> **Task prompt**:
Which lines in the records below contain the word "trunk"? Gather every one of them and copy each line.
** START Material for the task **
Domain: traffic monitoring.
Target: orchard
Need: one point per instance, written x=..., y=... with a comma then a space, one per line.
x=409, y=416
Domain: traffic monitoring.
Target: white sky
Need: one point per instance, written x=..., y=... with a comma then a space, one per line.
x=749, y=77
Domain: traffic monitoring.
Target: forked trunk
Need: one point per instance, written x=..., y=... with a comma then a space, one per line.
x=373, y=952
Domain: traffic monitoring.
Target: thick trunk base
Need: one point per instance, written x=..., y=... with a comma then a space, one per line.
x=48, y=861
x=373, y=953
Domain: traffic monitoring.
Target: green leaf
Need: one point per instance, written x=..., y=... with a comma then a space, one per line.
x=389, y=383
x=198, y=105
** END Material for the task **
** START Material for the task **
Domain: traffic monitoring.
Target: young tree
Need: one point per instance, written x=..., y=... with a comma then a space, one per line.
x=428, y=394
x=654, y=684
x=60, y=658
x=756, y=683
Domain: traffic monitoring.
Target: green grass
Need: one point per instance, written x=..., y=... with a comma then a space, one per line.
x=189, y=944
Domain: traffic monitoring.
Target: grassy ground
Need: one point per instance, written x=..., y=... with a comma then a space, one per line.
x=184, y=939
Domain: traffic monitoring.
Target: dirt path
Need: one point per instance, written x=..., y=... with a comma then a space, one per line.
** END Material for the task **
> **Solved problem**:
Target: forked trunk
Target: thick trunk base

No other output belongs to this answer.